*DOCUMENT SECTION*
We introduce the term “effective” DNI to help clarify and ameliorate concerns over the dust and dew effects on terrestrial DNI measurement and LFR technology.
We also introduce a modified Typical Metrological Year (TMY) technique to overcome technology specific TMYs. We discuss the effect of climate change and the El Niño Southern Oscillation (ENSO) on yield and their implications for a TMY.
2.1 Research questions
Research questions arising from the literature review include:
The overarching research question:
Can modelling the weather with limited datasets produce greater yield predictive power than using the historically more complete datasets from nearby sites?
This overarching question has a number of smaller supporting research questions:
Does BoM adequately adjust its DNI satellite dataset for cloud cover at Collinsville?
Given the dust and dew effects, is using raw satellite data sufficient to model yield?
Does elevation between Collinsville and nearby sites affect yield?
How does the ENSO cycle affect yield?
Given the 2007-12 electricity demand data constraint, will the 2007-13 based TMY provide a “Typical” year over the ENSO cycle?
How does climate change affect yield?
Is the method to use raw satellite DNI data to calculate yield and retrospectively adjusting the calculated yield with an effective to satellite DNI energy per area ratio suitable?
How has climate change affected the ENSO cycle?
A further research question arises in the methodology but is included here for completeness.
What is the expected frequency of oversupply from the Linear Fresnel Novatec Solar Boiler?
3 Methodology
In the methodology section, we discuss the data preparation and the model selection process for the four drivers of yield. We also discuss the development of the technology specific TMY and sensitivity analysis to address the research questions on climate change and elevation.
4 Results and analysis
In the results section we present the selection process for the four driver models. We also present the effective to satellite DNI ratio, the annual variation in gross yield, the selection of TMMs for the TMY based on monthly yield, the sensitivity analysis results on climate change and elevation, and the frequency of gross yield exceeding 30 MW.
5 Discussion
We analyse the results within a wider context, in particular, we make a comparison with the yield calculations for Rockhampton to address the overarching research question. We find that the modelling of weather at Collinsville using incomplete weather data has higher predictive performance that using the complete weather data at Rockhampton but recommend using the BoM’s one-minute solar data to improve the comparative test. Other findings include the requirement to increase the current TMM’s selection period 2007-13 to incorporate more of the ENSO cycle. There is less than 0.3% change in gross yield from the plant in the most likely case of climate change but there is a requirement to determine the effect of climate change on electricity demand and the ensuing change in wholesale electricity prices.

*WORK TO DO*
From the passage on solar plant yield, return the text word for word, starting at "Does elevation between" and stopping after "change affect yield?".

*SOURCE DATA*
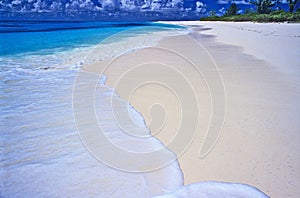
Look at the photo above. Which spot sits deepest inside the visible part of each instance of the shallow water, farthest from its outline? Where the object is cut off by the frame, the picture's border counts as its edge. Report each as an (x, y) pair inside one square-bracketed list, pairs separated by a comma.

*OUTPUT FOR THIS EXERCISE*
Does elevation between Collinsville and nearby sites affect yield?
How does the ENSO cycle affect yield?
Given the 2007-12 electricity demand data constraint, will the 2007-13 based TMY provide a “Typical” year over the ENSO cycle?
How does climate change affect yield?